◆ EXTRACTO DEL DOCUMENTO ◆
—————

En sus intervenciones en el debate sobre la crítica de Diógenes Céspedes, Manuel Matos Moquete continúa evadiendo los dos principales puntos que han motivado mis comentarios; a saber, el carácter paternalista y sexista del discurso de su compañero de estudios en el París de los setenta. En la defensa del amigo, Matos Moquete se concentra en esa otra característica que subrayo de la escritura de Céspedes: la incapacidad de poder traducir a un lenguaje coherente los conceptos y postulados que toma del pensamiento de Meschonnic.

Para mi sorpresa, en su más reciente comentario, Matos Moquete encamina la discusión por la ruta del patriotismo literario. Ciertamente, el apelar a la sacralidad de las grandes figuras de la ciudad letrada dominicana que un tal Néstor E. Rodríguez cuestiona con tanta insolencia es la salida más fácil para evitar el engorro de tener que reconocer los flagrantes prejuicios de Céspedes.

El Céspedes al que Matos Moquete obvia estratégicamente en su argumentación es el que, por ejemplo, se siente autorizado a publicar cosas como esta: “En descripción y deseo de estar loca se queda el discurso sobre la locura poética del yo biográfico de Rosa Silverio. Describe los síntomas que cree son los de su locura y desea volverse loca como las diosas suicidas de la locura que invocan sus poemas”. Y, por si fuera poco, ese mismo Céspedes asume que tiene la potestad de concluir su escrito con la siguiente arenga: “¡Aviva el seso y despierta, Rosa Silverio! ¡No finjas locura!”.

Si el Pedro Henríquez Ureña que reseñó en 1909 el Ensayo de una filosofía feminista del español Miguel Romera Navarro hubiese leído el escrito que Céspedes intenta pasar por crítica literaria, se habría apresurado a descalificarlo como una sinvergüencería. Qué no decir de la reacción de una Camila Henríquez Ureña, cuya obra tiene como eje la teorización sobre el feminismo, si hubiera alcanzado a percibir el tono rastrero de la recensión de Céspedes.

—————

◆ APLICA LO LEÍDO ◆
1. Responde estas preguntas según el extracto:
(a) ¿Cuáles son los dos principales puntos que Matos Moquete sigue evadiendo?
(b) ¿En qué año reseñó Pedro Henríquez Ureña el Ensayo de una filosofía feminista?
(c) ¿Por qué ruta encamina Matos Moquete la discusión en su comentario más reciente?
2. Traduce al inglés esta oración del extracto: "Para mi sorpresa, en su más reciente comentario, Matos Moquete encamina la discusión por la ruta del patriotismo literario."

—————

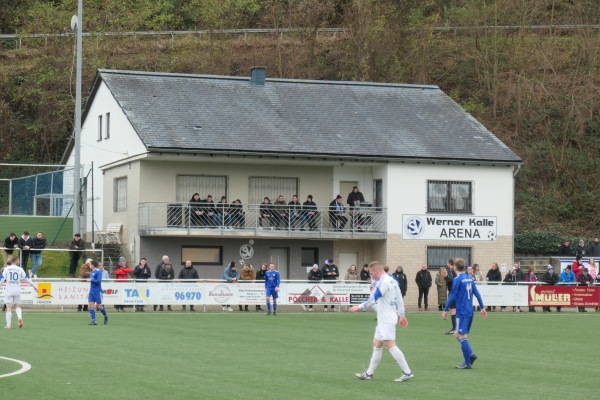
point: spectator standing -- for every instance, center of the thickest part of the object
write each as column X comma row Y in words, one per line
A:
column 197, row 217
column 230, row 275
column 330, row 273
column 336, row 214
column 95, row 294
column 477, row 275
column 25, row 243
column 122, row 275
column 238, row 218
column 424, row 281
column 580, row 249
column 272, row 282
column 84, row 274
column 402, row 279
column 584, row 279
column 142, row 273
column 164, row 261
column 493, row 276
column 38, row 243
column 565, row 249
column 440, row 282
column 591, row 266
column 577, row 267
column 166, row 274
column 223, row 213
column 365, row 276
column 550, row 278
column 280, row 211
column 309, row 213
column 463, row 290
column 13, row 274
column 594, row 249
column 352, row 274
column 313, row 275
column 354, row 200
column 188, row 272
column 295, row 212
column 77, row 245
column 10, row 244
column 531, row 278
column 266, row 214
column 247, row 274
column 260, row 277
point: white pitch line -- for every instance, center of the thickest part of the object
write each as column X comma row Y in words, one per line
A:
column 24, row 367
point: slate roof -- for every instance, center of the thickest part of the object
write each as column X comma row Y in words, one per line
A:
column 220, row 114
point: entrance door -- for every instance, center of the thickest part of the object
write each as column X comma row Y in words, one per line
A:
column 279, row 257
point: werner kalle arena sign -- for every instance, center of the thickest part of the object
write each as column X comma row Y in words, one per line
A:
column 448, row 227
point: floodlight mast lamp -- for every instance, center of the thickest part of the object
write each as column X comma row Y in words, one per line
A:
column 77, row 146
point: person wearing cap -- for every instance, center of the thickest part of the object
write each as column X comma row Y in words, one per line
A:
column 84, row 273
column 336, row 214
column 77, row 245
column 585, row 279
column 122, row 275
column 550, row 278
column 330, row 273
column 313, row 275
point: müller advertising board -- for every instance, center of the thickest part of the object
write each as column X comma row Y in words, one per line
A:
column 448, row 227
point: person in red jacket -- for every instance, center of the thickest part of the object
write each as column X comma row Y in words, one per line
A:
column 577, row 267
column 122, row 275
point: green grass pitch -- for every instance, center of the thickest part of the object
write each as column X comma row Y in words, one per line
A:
column 295, row 356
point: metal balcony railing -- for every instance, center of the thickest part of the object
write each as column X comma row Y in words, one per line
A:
column 200, row 218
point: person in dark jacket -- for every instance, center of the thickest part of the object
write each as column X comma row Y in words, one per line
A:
column 401, row 278
column 365, row 276
column 493, row 276
column 424, row 281
column 336, row 214
column 142, row 273
column 77, row 245
column 165, row 261
column 260, row 277
column 329, row 273
column 354, row 200
column 188, row 272
column 313, row 275
column 551, row 279
column 166, row 274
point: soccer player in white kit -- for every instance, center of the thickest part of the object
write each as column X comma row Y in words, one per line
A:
column 13, row 274
column 390, row 311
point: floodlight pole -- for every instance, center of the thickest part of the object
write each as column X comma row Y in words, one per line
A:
column 77, row 147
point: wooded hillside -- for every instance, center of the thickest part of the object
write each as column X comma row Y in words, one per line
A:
column 536, row 86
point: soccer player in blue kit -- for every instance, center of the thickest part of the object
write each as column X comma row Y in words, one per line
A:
column 95, row 295
column 463, row 290
column 272, row 282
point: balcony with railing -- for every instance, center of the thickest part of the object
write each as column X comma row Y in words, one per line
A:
column 185, row 219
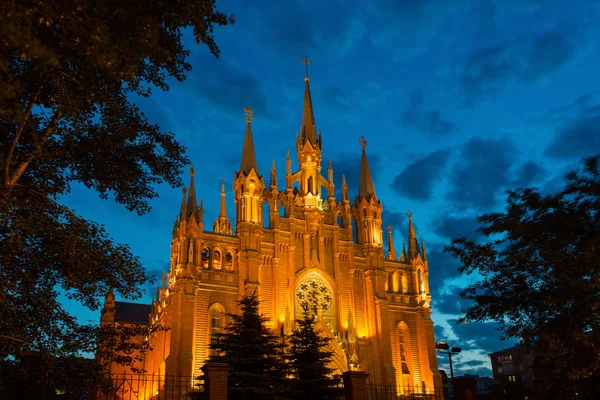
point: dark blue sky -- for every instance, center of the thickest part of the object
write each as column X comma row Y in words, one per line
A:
column 459, row 101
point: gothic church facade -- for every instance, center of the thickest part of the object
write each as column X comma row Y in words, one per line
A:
column 315, row 248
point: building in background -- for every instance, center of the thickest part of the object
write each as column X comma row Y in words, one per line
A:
column 296, row 243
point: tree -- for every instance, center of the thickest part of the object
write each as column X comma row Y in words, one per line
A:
column 70, row 72
column 309, row 360
column 540, row 277
column 253, row 353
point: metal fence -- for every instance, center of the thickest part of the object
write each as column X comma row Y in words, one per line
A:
column 153, row 387
column 391, row 392
column 179, row 387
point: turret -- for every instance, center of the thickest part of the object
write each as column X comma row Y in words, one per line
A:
column 367, row 209
column 391, row 249
column 248, row 185
column 222, row 224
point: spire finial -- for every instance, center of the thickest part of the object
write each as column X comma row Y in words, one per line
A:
column 248, row 114
column 306, row 62
column 365, row 187
column 363, row 142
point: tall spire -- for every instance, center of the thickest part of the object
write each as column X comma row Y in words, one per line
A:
column 391, row 249
column 273, row 182
column 223, row 209
column 365, row 186
column 413, row 244
column 308, row 130
column 248, row 154
column 191, row 201
column 222, row 224
column 344, row 188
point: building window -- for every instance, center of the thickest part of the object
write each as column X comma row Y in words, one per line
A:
column 191, row 251
column 396, row 282
column 205, row 257
column 402, row 344
column 217, row 260
column 229, row 261
column 216, row 314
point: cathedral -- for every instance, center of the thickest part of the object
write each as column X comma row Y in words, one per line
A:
column 315, row 249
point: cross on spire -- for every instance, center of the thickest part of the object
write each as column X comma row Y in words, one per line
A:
column 306, row 62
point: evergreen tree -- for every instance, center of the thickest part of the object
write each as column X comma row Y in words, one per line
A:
column 70, row 73
column 308, row 359
column 252, row 352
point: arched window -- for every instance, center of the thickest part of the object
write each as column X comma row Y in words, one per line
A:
column 205, row 258
column 229, row 261
column 217, row 260
column 396, row 282
column 266, row 215
column 403, row 343
column 217, row 323
column 191, row 251
column 354, row 231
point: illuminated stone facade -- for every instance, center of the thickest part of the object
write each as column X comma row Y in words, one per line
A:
column 314, row 248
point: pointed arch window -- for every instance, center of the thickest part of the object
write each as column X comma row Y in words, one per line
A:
column 205, row 258
column 191, row 251
column 217, row 260
column 229, row 261
column 217, row 323
column 402, row 337
column 396, row 282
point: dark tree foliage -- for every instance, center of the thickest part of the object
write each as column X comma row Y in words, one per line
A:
column 69, row 73
column 309, row 360
column 252, row 352
column 540, row 277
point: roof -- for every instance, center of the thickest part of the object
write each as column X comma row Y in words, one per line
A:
column 132, row 313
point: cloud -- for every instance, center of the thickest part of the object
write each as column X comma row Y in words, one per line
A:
column 475, row 336
column 481, row 171
column 525, row 60
column 579, row 137
column 298, row 28
column 349, row 101
column 397, row 220
column 229, row 87
column 427, row 120
column 442, row 266
column 416, row 180
column 449, row 227
column 451, row 303
column 530, row 173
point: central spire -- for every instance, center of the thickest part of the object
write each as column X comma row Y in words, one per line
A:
column 191, row 201
column 248, row 154
column 308, row 130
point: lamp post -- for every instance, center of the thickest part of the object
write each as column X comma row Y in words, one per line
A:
column 443, row 347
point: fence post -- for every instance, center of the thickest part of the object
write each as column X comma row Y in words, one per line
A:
column 215, row 380
column 355, row 385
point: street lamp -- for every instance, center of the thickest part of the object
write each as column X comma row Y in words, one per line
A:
column 443, row 347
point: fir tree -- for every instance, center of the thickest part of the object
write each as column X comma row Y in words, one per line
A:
column 252, row 352
column 308, row 359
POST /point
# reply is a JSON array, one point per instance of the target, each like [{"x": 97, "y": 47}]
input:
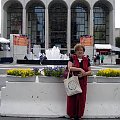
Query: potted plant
[
  {"x": 21, "y": 74},
  {"x": 108, "y": 75}
]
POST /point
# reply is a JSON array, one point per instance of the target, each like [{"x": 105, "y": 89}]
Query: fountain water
[{"x": 54, "y": 54}]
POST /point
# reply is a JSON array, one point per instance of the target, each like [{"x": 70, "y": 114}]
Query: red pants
[{"x": 76, "y": 103}]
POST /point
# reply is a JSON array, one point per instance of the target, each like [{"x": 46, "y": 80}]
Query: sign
[
  {"x": 20, "y": 40},
  {"x": 86, "y": 40}
]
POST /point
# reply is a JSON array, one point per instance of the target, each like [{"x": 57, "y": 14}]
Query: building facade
[{"x": 60, "y": 23}]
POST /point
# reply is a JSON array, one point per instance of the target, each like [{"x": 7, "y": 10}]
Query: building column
[
  {"x": 24, "y": 21},
  {"x": 91, "y": 22},
  {"x": 69, "y": 31},
  {"x": 46, "y": 29}
]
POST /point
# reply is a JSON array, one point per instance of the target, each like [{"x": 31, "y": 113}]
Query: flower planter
[
  {"x": 102, "y": 79},
  {"x": 11, "y": 78}
]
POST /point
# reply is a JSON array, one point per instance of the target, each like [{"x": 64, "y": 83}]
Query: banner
[
  {"x": 20, "y": 40},
  {"x": 86, "y": 40}
]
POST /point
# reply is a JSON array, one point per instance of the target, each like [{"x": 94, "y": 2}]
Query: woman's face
[{"x": 80, "y": 52}]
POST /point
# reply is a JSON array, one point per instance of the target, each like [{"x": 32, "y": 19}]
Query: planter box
[
  {"x": 102, "y": 79},
  {"x": 11, "y": 78}
]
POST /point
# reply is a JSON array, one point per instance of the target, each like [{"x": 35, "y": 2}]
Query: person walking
[{"x": 78, "y": 63}]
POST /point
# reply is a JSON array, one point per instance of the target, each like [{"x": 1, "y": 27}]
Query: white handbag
[{"x": 72, "y": 85}]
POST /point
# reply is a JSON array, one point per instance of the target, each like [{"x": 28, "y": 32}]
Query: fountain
[
  {"x": 54, "y": 57},
  {"x": 54, "y": 54}
]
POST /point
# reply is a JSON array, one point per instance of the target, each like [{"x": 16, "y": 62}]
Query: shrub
[
  {"x": 22, "y": 72},
  {"x": 109, "y": 72},
  {"x": 56, "y": 71}
]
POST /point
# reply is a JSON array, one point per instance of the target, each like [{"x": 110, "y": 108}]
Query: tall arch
[
  {"x": 57, "y": 24},
  {"x": 79, "y": 21},
  {"x": 14, "y": 17},
  {"x": 101, "y": 21},
  {"x": 36, "y": 23}
]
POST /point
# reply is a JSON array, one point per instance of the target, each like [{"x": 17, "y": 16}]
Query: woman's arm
[{"x": 75, "y": 68}]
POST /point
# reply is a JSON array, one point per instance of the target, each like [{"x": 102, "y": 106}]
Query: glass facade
[
  {"x": 56, "y": 15},
  {"x": 79, "y": 22},
  {"x": 14, "y": 19},
  {"x": 36, "y": 24},
  {"x": 58, "y": 25},
  {"x": 101, "y": 24}
]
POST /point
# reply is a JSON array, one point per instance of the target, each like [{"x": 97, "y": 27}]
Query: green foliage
[{"x": 22, "y": 72}]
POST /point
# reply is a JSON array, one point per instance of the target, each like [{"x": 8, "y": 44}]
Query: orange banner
[
  {"x": 20, "y": 40},
  {"x": 86, "y": 40}
]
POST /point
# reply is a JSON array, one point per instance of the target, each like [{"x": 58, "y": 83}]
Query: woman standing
[{"x": 78, "y": 63}]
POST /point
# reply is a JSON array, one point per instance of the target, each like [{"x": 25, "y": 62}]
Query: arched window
[
  {"x": 36, "y": 24},
  {"x": 58, "y": 25},
  {"x": 101, "y": 23},
  {"x": 79, "y": 22},
  {"x": 14, "y": 19}
]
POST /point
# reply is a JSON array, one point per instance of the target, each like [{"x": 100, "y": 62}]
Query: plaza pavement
[{"x": 4, "y": 67}]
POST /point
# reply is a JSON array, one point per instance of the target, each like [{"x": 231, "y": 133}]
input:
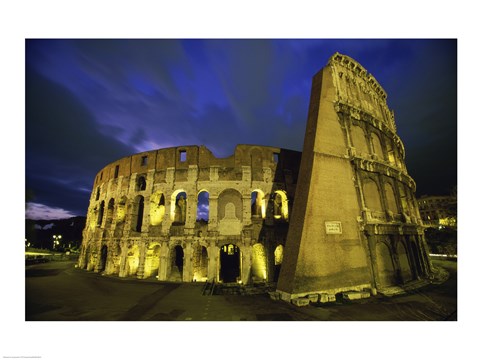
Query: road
[{"x": 60, "y": 292}]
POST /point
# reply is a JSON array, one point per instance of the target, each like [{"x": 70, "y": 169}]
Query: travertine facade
[
  {"x": 355, "y": 223},
  {"x": 145, "y": 218}
]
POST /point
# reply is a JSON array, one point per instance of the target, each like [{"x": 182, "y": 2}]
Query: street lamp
[{"x": 56, "y": 240}]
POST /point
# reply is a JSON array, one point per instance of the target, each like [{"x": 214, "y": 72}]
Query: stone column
[
  {"x": 141, "y": 262},
  {"x": 163, "y": 262},
  {"x": 187, "y": 263},
  {"x": 212, "y": 213},
  {"x": 123, "y": 259},
  {"x": 213, "y": 254},
  {"x": 246, "y": 265}
]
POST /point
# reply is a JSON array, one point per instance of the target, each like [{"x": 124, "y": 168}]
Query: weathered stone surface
[
  {"x": 300, "y": 301},
  {"x": 347, "y": 227},
  {"x": 355, "y": 295}
]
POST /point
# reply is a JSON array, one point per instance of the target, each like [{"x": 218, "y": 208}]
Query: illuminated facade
[
  {"x": 355, "y": 223},
  {"x": 354, "y": 226},
  {"x": 181, "y": 214}
]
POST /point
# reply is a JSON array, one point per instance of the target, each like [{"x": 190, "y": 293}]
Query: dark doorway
[
  {"x": 179, "y": 259},
  {"x": 103, "y": 258},
  {"x": 229, "y": 263}
]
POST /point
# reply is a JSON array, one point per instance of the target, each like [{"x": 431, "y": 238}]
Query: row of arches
[
  {"x": 371, "y": 143},
  {"x": 175, "y": 266},
  {"x": 276, "y": 204}
]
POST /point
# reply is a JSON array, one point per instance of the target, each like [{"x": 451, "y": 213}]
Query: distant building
[{"x": 438, "y": 211}]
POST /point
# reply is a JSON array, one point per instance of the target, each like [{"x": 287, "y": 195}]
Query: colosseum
[{"x": 340, "y": 216}]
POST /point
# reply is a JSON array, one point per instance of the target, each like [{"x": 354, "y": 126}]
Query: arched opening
[
  {"x": 280, "y": 205},
  {"x": 200, "y": 263},
  {"x": 110, "y": 207},
  {"x": 259, "y": 263},
  {"x": 258, "y": 205},
  {"x": 390, "y": 197},
  {"x": 416, "y": 258},
  {"x": 103, "y": 258},
  {"x": 278, "y": 255},
  {"x": 385, "y": 268},
  {"x": 377, "y": 146},
  {"x": 157, "y": 208},
  {"x": 137, "y": 216},
  {"x": 100, "y": 213},
  {"x": 403, "y": 262},
  {"x": 203, "y": 206},
  {"x": 179, "y": 207},
  {"x": 141, "y": 183},
  {"x": 152, "y": 261},
  {"x": 133, "y": 260},
  {"x": 176, "y": 263},
  {"x": 359, "y": 141},
  {"x": 372, "y": 195},
  {"x": 229, "y": 263}
]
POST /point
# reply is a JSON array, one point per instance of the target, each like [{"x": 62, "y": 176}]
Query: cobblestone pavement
[{"x": 60, "y": 292}]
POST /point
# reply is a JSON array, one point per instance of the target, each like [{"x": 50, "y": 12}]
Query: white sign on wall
[{"x": 333, "y": 227}]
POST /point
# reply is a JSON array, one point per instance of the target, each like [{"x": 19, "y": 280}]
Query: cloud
[{"x": 37, "y": 211}]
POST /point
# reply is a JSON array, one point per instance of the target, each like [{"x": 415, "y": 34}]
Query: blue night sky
[{"x": 91, "y": 102}]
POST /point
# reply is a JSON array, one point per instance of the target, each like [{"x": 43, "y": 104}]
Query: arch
[
  {"x": 377, "y": 146},
  {"x": 103, "y": 258},
  {"x": 278, "y": 256},
  {"x": 110, "y": 208},
  {"x": 178, "y": 206},
  {"x": 200, "y": 263},
  {"x": 230, "y": 197},
  {"x": 141, "y": 183},
  {"x": 137, "y": 213},
  {"x": 100, "y": 213},
  {"x": 280, "y": 205},
  {"x": 359, "y": 140},
  {"x": 203, "y": 202},
  {"x": 258, "y": 207},
  {"x": 259, "y": 263},
  {"x": 230, "y": 263},
  {"x": 121, "y": 209},
  {"x": 132, "y": 261},
  {"x": 386, "y": 273},
  {"x": 372, "y": 195},
  {"x": 405, "y": 268},
  {"x": 152, "y": 260},
  {"x": 157, "y": 208},
  {"x": 390, "y": 197},
  {"x": 176, "y": 263}
]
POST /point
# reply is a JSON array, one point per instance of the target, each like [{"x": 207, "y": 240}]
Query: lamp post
[{"x": 56, "y": 240}]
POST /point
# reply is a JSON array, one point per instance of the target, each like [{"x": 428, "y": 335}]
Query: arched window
[
  {"x": 141, "y": 183},
  {"x": 100, "y": 213},
  {"x": 258, "y": 204},
  {"x": 280, "y": 205},
  {"x": 178, "y": 210},
  {"x": 203, "y": 206},
  {"x": 157, "y": 208},
  {"x": 372, "y": 195}
]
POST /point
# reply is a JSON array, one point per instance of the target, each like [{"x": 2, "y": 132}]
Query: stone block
[
  {"x": 324, "y": 298},
  {"x": 274, "y": 295},
  {"x": 355, "y": 295},
  {"x": 300, "y": 301}
]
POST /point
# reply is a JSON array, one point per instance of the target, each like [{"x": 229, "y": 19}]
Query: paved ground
[{"x": 58, "y": 291}]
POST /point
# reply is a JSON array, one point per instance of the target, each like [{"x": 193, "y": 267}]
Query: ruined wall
[
  {"x": 354, "y": 200},
  {"x": 144, "y": 218}
]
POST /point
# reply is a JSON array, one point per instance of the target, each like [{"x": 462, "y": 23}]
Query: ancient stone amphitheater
[
  {"x": 340, "y": 216},
  {"x": 181, "y": 214}
]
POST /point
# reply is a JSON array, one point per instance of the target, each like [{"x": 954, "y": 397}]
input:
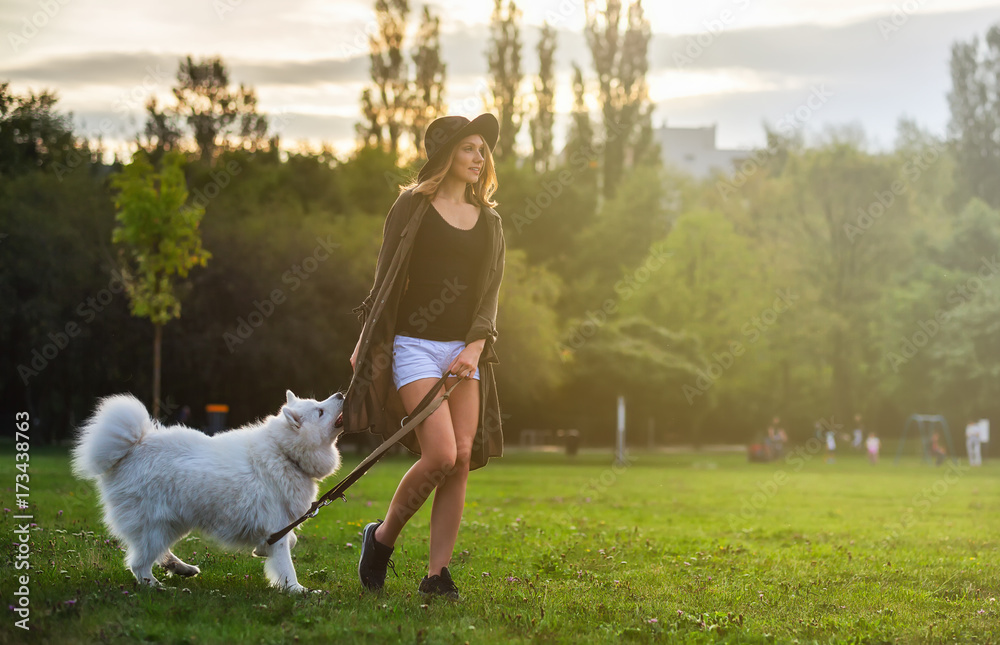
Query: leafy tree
[
  {"x": 217, "y": 116},
  {"x": 504, "y": 56},
  {"x": 974, "y": 101},
  {"x": 34, "y": 136},
  {"x": 159, "y": 239},
  {"x": 385, "y": 104},
  {"x": 541, "y": 122},
  {"x": 620, "y": 57},
  {"x": 429, "y": 77}
]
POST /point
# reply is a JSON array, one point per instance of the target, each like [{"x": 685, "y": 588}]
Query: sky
[{"x": 737, "y": 64}]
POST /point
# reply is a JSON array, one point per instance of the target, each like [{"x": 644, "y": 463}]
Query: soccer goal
[{"x": 926, "y": 425}]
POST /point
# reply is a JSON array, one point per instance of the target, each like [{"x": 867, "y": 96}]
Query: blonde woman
[{"x": 432, "y": 309}]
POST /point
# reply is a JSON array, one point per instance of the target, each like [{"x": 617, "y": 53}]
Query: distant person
[
  {"x": 859, "y": 433},
  {"x": 775, "y": 439},
  {"x": 973, "y": 443},
  {"x": 937, "y": 450},
  {"x": 873, "y": 444}
]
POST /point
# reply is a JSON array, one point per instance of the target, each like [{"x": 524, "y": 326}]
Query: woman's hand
[
  {"x": 464, "y": 365},
  {"x": 354, "y": 356}
]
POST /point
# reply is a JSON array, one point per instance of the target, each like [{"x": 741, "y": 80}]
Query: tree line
[{"x": 812, "y": 281}]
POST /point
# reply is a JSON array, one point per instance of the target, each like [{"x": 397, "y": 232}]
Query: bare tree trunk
[{"x": 157, "y": 341}]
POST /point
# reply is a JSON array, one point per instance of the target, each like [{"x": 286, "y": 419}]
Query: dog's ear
[{"x": 294, "y": 418}]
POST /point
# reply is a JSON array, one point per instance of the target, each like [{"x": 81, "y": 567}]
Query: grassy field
[{"x": 691, "y": 548}]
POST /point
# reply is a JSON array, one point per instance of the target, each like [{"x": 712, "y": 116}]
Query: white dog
[{"x": 157, "y": 483}]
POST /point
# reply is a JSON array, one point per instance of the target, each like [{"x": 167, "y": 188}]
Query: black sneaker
[
  {"x": 375, "y": 558},
  {"x": 439, "y": 585}
]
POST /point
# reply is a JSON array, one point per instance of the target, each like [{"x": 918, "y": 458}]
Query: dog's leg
[
  {"x": 279, "y": 568},
  {"x": 263, "y": 549},
  {"x": 175, "y": 565},
  {"x": 144, "y": 550}
]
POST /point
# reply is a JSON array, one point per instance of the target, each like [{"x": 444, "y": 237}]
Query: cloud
[{"x": 876, "y": 75}]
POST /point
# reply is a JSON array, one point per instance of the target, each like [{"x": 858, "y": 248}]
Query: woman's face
[{"x": 467, "y": 163}]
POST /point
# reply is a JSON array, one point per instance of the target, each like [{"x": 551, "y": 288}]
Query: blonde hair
[{"x": 480, "y": 193}]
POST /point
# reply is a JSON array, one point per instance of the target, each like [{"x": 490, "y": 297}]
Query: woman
[{"x": 432, "y": 309}]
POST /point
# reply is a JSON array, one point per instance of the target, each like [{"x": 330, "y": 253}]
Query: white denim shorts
[{"x": 417, "y": 358}]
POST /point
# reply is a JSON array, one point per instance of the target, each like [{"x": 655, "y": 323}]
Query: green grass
[{"x": 669, "y": 549}]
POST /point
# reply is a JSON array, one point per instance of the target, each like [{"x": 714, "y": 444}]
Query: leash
[{"x": 424, "y": 409}]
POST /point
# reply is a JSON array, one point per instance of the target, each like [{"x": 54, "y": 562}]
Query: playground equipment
[{"x": 925, "y": 424}]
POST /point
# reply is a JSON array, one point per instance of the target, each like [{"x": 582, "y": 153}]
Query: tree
[
  {"x": 386, "y": 103},
  {"x": 974, "y": 101},
  {"x": 159, "y": 242},
  {"x": 579, "y": 150},
  {"x": 163, "y": 130},
  {"x": 621, "y": 62},
  {"x": 504, "y": 55},
  {"x": 217, "y": 115},
  {"x": 33, "y": 136},
  {"x": 541, "y": 123},
  {"x": 429, "y": 77}
]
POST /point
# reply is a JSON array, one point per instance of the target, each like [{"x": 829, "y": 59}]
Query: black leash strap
[{"x": 424, "y": 409}]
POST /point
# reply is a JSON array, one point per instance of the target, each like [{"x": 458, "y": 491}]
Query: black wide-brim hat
[{"x": 444, "y": 132}]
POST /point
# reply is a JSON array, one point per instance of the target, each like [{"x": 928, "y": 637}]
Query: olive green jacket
[{"x": 372, "y": 402}]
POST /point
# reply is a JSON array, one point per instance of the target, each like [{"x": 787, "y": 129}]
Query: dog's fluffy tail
[{"x": 119, "y": 423}]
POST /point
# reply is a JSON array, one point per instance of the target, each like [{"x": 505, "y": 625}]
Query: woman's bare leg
[
  {"x": 449, "y": 498},
  {"x": 437, "y": 459}
]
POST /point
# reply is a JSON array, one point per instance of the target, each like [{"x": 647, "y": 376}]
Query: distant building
[{"x": 693, "y": 151}]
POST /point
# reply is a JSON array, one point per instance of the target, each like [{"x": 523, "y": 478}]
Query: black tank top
[{"x": 439, "y": 299}]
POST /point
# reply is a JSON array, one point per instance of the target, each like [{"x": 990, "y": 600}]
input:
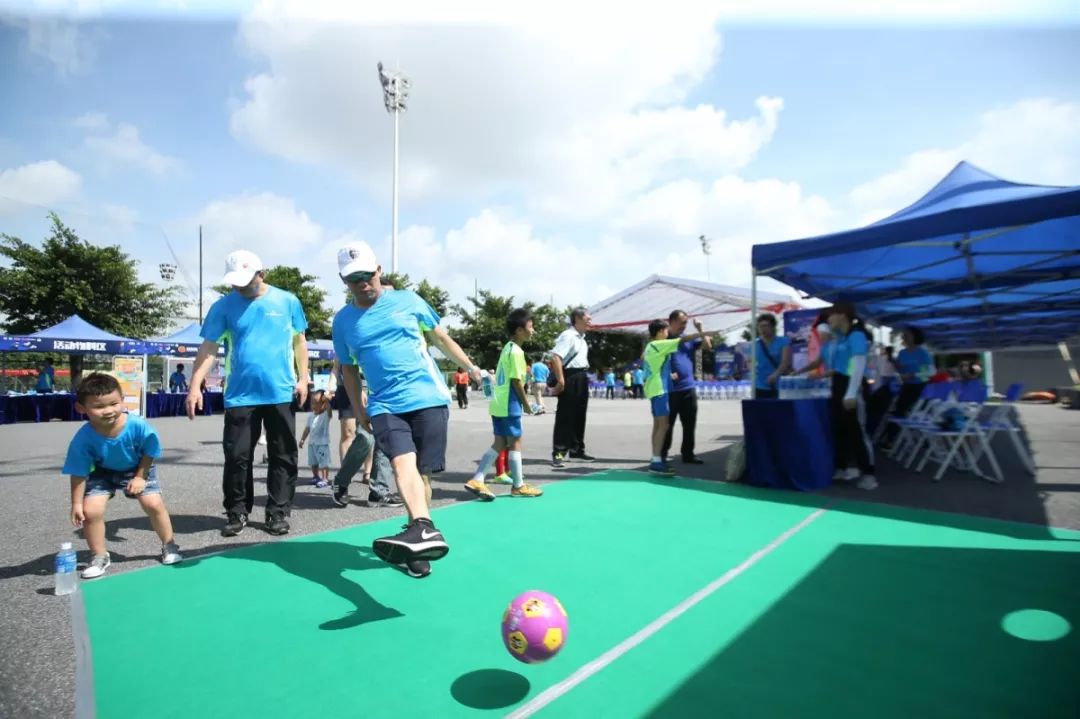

—————

◆ RESPUESTAS POR TAREA ◆
1.
(a) El carácter paternalista y sexista del discurso de Céspedes.
(b) En 1909.
(c) Por la ruta del patriotismo literario.

2. To my surprise, in his most recent comment, Matos Moquete steers the discussion down the path of literary patriotism.